— start of EXTRACTED ENTRIES —
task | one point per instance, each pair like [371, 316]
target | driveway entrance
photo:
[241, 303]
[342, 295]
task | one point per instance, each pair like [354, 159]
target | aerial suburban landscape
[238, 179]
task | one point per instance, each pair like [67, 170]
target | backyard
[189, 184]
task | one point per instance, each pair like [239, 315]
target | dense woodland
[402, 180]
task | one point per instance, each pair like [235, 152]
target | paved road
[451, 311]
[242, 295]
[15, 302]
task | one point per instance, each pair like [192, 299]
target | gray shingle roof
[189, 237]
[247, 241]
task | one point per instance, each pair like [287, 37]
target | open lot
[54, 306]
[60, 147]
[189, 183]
— end of EXTRACTED ENTRIES —
* [STATED EXERCISE]
Recast all of the material above as a CSV with two columns named input and output. Each row should hold one thing asked and its answer, each in a single quoted field, with line breaks changed to spaces.

* [RESULT]
input,output
"task | one point per instance, each pair like [371, 316] target | driveway entrance photo:","[241, 303] [342, 295]"
"task | one point per instance, each pair like [354, 159] target | aerial suburban landscape","[238, 179]"
"task | one point per instance, each pair like [67, 170] target | backyard","[189, 184]"
"task | one point per instance, each pair like [239, 315] target | dense woodland","[402, 180]"
"task | one point per instance, each pair like [235, 152] target | paved road","[451, 311] [242, 295] [15, 302]"
"task | one point per instance, each pair like [192, 299] target | gray shingle roof","[189, 237] [247, 241]"
"task | one point per instance, each pair like [287, 37] target | open lot","[54, 306] [60, 147] [189, 183]"